*** EXTRACTED RECORDS

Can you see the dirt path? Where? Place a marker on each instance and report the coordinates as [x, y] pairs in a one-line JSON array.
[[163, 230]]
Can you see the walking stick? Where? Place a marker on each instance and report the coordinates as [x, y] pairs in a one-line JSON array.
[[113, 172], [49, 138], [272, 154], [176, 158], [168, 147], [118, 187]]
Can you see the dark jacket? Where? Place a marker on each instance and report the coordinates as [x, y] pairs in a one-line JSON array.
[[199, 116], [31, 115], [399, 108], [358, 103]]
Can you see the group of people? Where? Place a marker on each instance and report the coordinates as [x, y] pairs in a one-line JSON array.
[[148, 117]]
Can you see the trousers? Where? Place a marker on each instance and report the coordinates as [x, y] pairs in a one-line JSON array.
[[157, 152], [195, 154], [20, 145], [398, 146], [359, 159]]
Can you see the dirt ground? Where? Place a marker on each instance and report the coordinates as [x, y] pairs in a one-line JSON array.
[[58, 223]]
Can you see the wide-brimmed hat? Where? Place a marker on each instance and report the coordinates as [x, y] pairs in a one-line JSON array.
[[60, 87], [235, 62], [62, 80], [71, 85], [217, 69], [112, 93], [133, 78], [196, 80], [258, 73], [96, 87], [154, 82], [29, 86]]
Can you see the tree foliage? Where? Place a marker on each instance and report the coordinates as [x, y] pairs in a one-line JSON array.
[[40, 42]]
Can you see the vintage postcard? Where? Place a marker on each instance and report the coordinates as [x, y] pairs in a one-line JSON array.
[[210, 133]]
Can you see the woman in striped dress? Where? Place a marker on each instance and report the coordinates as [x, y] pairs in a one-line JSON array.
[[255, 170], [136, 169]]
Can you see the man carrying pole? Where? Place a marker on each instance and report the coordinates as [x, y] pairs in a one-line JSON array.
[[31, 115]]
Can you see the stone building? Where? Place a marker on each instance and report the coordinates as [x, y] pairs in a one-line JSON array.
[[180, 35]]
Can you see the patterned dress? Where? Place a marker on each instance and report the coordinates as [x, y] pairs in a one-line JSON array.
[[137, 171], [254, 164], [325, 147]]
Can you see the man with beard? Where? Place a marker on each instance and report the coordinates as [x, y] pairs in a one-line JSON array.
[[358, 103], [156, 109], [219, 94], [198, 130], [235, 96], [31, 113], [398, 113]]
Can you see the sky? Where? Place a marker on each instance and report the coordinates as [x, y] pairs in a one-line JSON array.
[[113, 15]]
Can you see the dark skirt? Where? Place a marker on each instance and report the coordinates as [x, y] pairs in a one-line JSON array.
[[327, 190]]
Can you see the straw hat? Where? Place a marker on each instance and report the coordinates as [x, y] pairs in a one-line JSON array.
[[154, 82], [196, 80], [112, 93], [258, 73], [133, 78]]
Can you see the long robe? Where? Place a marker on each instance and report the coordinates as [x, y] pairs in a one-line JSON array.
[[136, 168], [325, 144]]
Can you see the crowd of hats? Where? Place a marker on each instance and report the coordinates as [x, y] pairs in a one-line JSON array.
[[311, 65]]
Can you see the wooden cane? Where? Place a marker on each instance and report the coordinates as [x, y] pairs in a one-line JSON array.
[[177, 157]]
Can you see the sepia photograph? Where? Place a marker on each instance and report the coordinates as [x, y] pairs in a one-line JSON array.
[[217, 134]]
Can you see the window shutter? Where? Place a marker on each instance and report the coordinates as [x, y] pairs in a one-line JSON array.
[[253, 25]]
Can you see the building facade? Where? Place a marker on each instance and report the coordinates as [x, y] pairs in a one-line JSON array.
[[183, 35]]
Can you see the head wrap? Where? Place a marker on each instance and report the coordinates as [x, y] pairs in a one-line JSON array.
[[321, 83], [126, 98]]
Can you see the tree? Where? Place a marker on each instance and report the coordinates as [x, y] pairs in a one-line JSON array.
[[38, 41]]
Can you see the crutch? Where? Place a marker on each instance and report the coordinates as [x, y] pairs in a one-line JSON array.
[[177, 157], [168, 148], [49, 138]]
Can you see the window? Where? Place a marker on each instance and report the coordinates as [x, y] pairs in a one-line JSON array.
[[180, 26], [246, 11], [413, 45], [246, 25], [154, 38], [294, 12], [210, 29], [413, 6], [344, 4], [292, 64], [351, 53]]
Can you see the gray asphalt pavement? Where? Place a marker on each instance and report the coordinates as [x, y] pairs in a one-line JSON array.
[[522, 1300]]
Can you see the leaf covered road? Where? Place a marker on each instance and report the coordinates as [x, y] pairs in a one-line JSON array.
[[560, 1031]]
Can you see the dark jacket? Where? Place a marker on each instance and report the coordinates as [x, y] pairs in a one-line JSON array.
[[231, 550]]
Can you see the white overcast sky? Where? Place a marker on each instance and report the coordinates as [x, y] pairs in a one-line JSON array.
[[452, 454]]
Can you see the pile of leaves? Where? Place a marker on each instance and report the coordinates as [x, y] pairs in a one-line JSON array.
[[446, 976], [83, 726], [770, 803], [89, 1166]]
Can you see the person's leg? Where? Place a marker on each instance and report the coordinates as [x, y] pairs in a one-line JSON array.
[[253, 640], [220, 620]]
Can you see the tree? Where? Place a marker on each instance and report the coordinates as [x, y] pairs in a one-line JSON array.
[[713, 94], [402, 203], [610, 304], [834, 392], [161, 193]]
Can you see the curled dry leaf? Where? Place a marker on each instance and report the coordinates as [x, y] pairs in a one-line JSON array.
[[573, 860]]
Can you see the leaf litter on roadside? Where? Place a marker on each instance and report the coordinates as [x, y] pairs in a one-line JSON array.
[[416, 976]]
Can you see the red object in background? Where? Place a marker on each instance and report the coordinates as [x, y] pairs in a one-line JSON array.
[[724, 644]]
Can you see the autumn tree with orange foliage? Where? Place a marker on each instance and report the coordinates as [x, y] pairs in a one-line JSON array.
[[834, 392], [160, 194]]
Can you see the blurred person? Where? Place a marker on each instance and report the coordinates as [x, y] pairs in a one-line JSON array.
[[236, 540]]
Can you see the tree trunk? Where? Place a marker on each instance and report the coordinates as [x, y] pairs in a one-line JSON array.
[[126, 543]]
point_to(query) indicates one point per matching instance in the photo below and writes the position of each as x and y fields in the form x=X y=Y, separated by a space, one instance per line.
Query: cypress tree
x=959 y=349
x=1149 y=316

******

* **TASK DETAILS**:
Rewrite every row above, replacing "one-line JSON array" with "single-line JSON array" wherever it occurs and leaving all other text unchanged.

* **EXERCISE OUTPUT**:
Can you see the dirt path? Where? Place a marker on each instance and report the coordinates as [x, y] pairs in a single-line JSON array.
[[163, 230]]
Can you see the walking stick? Where? Place a marker on each instance and report the coordinates as [x, y] pairs in a single-line JSON array.
[[113, 172], [49, 138], [272, 154], [176, 158], [168, 147], [118, 187]]
Can you see the dark jacket? Where? Place a marker on each instance and report the coordinates as [x, y] pairs in a single-line JSON array.
[[199, 116], [31, 115], [399, 108], [358, 103]]
Can you see the group of people? Where? Place a marker on each instance and report the coordinates as [x, y] pairs in a single-line JSON array.
[[148, 117]]
Can you see the trousers? Where? Place a marker on each instance and report the coordinates as [x, y] pairs in a single-line JSON array.
[[157, 152], [195, 154], [20, 145], [398, 146], [359, 159]]
Can you see the dirt ground? Where? Place a marker on each instance and report the coordinates as [x, y] pairs in a single-line JSON array.
[[58, 223]]
Can you see the wide-brimmed hat? Where? Place a marker on each instance and report the coordinates as [x, y] pairs in a single-line JSON array.
[[60, 87], [235, 62], [62, 80], [71, 85], [217, 69], [112, 93], [133, 78], [196, 80], [258, 73], [96, 87], [154, 82], [29, 86]]
Can you see the tree foliage? Where? Place a marker on each instance and report the coordinates as [x, y] pairs in a single-line JSON array.
[[40, 42]]
Can you see the vintage postcard? Where? Place a marker on each instance and report the coordinates as [x, y] pairs in a single-line JSON array.
[[210, 133]]
Can you see the woman in striped dress? Where? Place a marker on each instance and report the coordinates as [x, y] pairs in a single-line JSON array.
[[255, 170], [136, 169]]
Can you see the man carrying pole? Where? Place a marker on each instance and report the coordinates as [x, y] pairs in a single-line JSON array.
[[31, 115]]
Can you see the stone building? Where? Place a marker on each instance and report the coordinates as [x, y] pairs in a single-line JSON array.
[[180, 35]]
Can you see the patterned dress? Where? Place a marker on each instance and report the coordinates as [x, y] pairs in a single-line JSON array.
[[137, 171], [254, 164], [325, 147]]
Can you see the man with beard? Where? Place a marker on each instance and report the coordinates as [x, y] pairs in a single-line JSON array.
[[358, 103], [156, 109], [219, 94], [198, 130], [235, 96], [31, 113], [398, 113]]
Can you see the sky? Where? Place a marker on each instance and report the coordinates as [x, y] pairs in a single-line JSON array.
[[113, 15]]
Can you see the dark skirt? Where? Place a marker on each instance and report the coordinates as [x, y] pairs in a single-line JSON array.
[[327, 190]]
Can you see the straw hat? Where? Place a marker on each instance and report the coordinates as [x, y] pairs in a single-line JSON array.
[[154, 82], [196, 80], [112, 93], [258, 73], [133, 78]]
Can you see the long robe? Where? Place a marker on each instance and report the coordinates as [x, y] pairs in a single-line JSON array.
[[136, 168], [325, 144]]
Can you see the crowd of hats? Where? Place a marker on each instance and report the coordinates as [x, y] pairs in a single-line JSON array.
[[311, 65]]
Can you see the wooden cane? Where? Place a marker on each instance and report the coordinates as [x, y] pairs in a single-line JSON array.
[[177, 157]]
Can you see the sepia photograph? Where? Place a marker on each instance and report the coordinates as [x, y] pairs in a single-line JSON array.
[[217, 134]]
Can you see the window shutter? Where? Place a marker on each instance and report the coordinates as [x, y] pairs in a single-line JSON array.
[[253, 25]]
Can you see the building facade? Where? Place a marker on each instance and report the coordinates as [x, y] pairs in a single-line JSON array.
[[183, 35]]
Can you see the head wrap? Where? Place a marker on each instance and report the coordinates as [x, y] pairs in a single-line JSON array.
[[321, 83], [126, 98]]
Can you see the tree? Where? Place a marker on each instance and report the coordinates as [x, y] pairs in a single-line JSON array.
[[38, 41]]
Can you see the crutch? Where? Place a marker on each instance and report the coordinates as [x, y] pairs in a single-line JSON array.
[[177, 157], [168, 148], [49, 138]]
Can you see the window? Where? Place a marker on each instance and report the coordinates as [x, y] pairs in a single-line JSON array.
[[180, 26], [246, 11], [413, 45], [246, 25], [154, 38], [294, 12], [210, 29], [413, 6], [344, 4], [292, 64], [351, 53]]
Can you see the gray asphalt pavement? Where? Place a marker on each instance and report the coordinates as [x, y] pairs in a single-line JSON array.
[[522, 1300]]
Can you see the leaf covered road? Where? Place a marker on each instance and report the coordinates as [x, y] pairs in a single-line JSON array.
[[560, 1031]]
Can you see the dark jacket? Where? Place a marker on each instance and report the coordinates as [x, y] pairs in a single-line JSON array.
[[231, 550]]
Can you see the white overcast sky? Where? Place a marker on each instance and report the coordinates as [x, y] pairs in a single-line JSON array.
[[452, 454]]
Can you see the pile of leaves? Where? Place a marker on each instance and report the coordinates as [x, y] pairs in a single-line JSON array.
[[446, 976], [83, 726], [770, 803], [89, 1166]]
Can you see the person's leg? Where? Place a marker on each instance and report the coordinates as [x, y] pairs in a single-line JSON array.
[[253, 640], [220, 620]]
Can you see the tree? Where? Place a marker on each instance and report the coordinates as [x, y] pairs in a single-line JSON array.
[[713, 94], [402, 203], [610, 304], [834, 392], [161, 193]]
Can you see the curled dry leaf? Where? Place a marker on each instance and report the coordinates as [x, y] pairs in a single-line JSON array.
[[573, 860]]
Can you see the leaf litter on roadside? Where? Place a marker on each instance and report the coordinates as [x, y] pairs in a single-line JSON array.
[[416, 976]]
Can you see the red object in background? Where? Place a marker on each instance and report the coordinates as [x, y] pairs in a single-line JSON array.
[[724, 644]]
Can you see the autumn tree with orange foliage? Where? Place a marker on each instance and report the coordinates as [x, y] pairs in a single-line JSON array.
[[834, 392], [160, 194]]
Can you see the blurred person? Where? Place a marker on each instance and report the coordinates as [x, y] pairs in a single-line JSON array.
[[236, 540]]
Can you see the tree trunk? Where? Place a marker on each instance and report the coordinates as [x, y] pairs in a single-line JSON array.
[[126, 543]]
point_to(query) indicates one point per matching instance in the photo below and writes the position of each as x and y fields in the form x=X y=Y, separated by a space, one instance per line.
Query: cypress tree
x=959 y=349
x=1149 y=316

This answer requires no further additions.